Читать онлайн Григорий Трестман - Иов
Киму Хадееву посвящается
Как писался Иов
Просьба публикатора к автору «рассказать историю написания произведения» вызывает вопрос: что вмещает в себя таковая история? Казалось бы, просто: замысел и воплощение. Однако замысел имеет свою историю, воплощение – свою, и для того чтобы предать их объективному (хочется вставить словечко «нелукавому») анализу, потребуется остаток жизни – время скрупулезной работы, чуть ли не лабораторной. Какой художник в силах это сделать, не рискуя соскользнуть в заманчивое болотце мемуарной прозы?!
К тому же, я думаю, биография произведения сложней биографии ее автора.
Я могу лишь – да и то не Бог весть с какой степенью достоверности – попытаться восстановить некоторые детали, отрывки, ситуации, ощущения… Но вряд ли этот раздробленный, калейдоскопичный материал можно будет назвать предисловием…
Однако название жанра пусть определяют литературоведы. Как выразился по подобному поводу Агнон: «Что с них возьмешь – профессора»…
Иов писался в кухоньке Кима Хадеева: по метражу – крохотной, с телефонную будку, по пространству же – необъятной: сколько бы человек в нее ни вжалось – оставалось место еще для одного. Обычно хадеевская берлога (квартирой это скрывище язык назвать не поворачивается) была паноптикумом густонаселенным и насыщенным, но на то время первое поколение учеников повзрослело, остепенилось, кое-кто обзавелся семьями. Кима навещали нечасто.
То же самое произошло и со вторым поколением.
А третье еще не подоспело.
Мы с Кимом остались одни. На годы.
Казалось, внятный призыв, исходящий из самых недр хадеевского приюта: «Приидите ко мне все страждущие и обездоленные, и аз упокою вы», был забыт подобно затерянной и обветшалой кумирне.
Конечно, люди заходили в достаточном для любой другой нормальной квартиры количестве, но речь идет о пространстве не совсем нормальном. И мне придется упомянуть иных прихожан, без которых невозможно передать дух Кимова бытия, а, стало быть, и дух написания «Иова».
За никогда не мытыми окнами хадеевского жилья на тысячи километров вокруг простиралась территория замшелой Советской власти образца второй половины 70-х годов.

Исходные данные:
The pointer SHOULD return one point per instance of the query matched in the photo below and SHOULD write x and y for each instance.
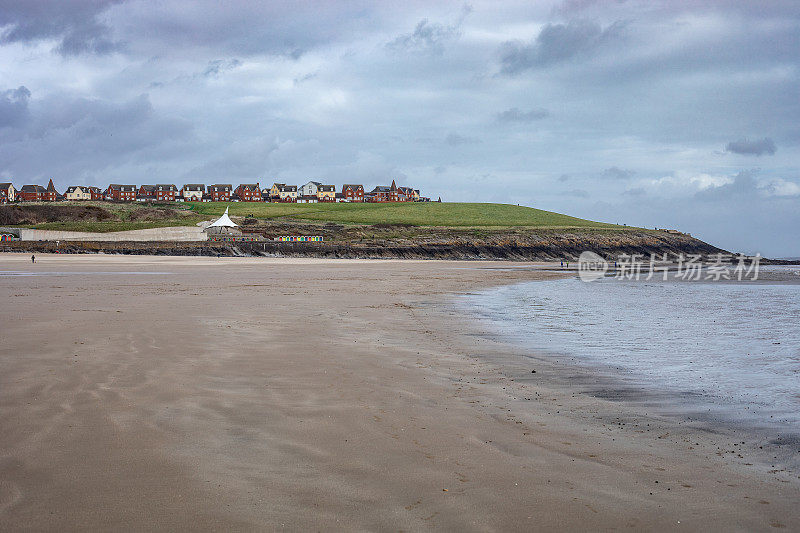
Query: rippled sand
(240, 394)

Условие задания: В каком помещении, согласно фрагменту текста, писался «Иов»?

Ответ: В кухоньке Кима Хадеева.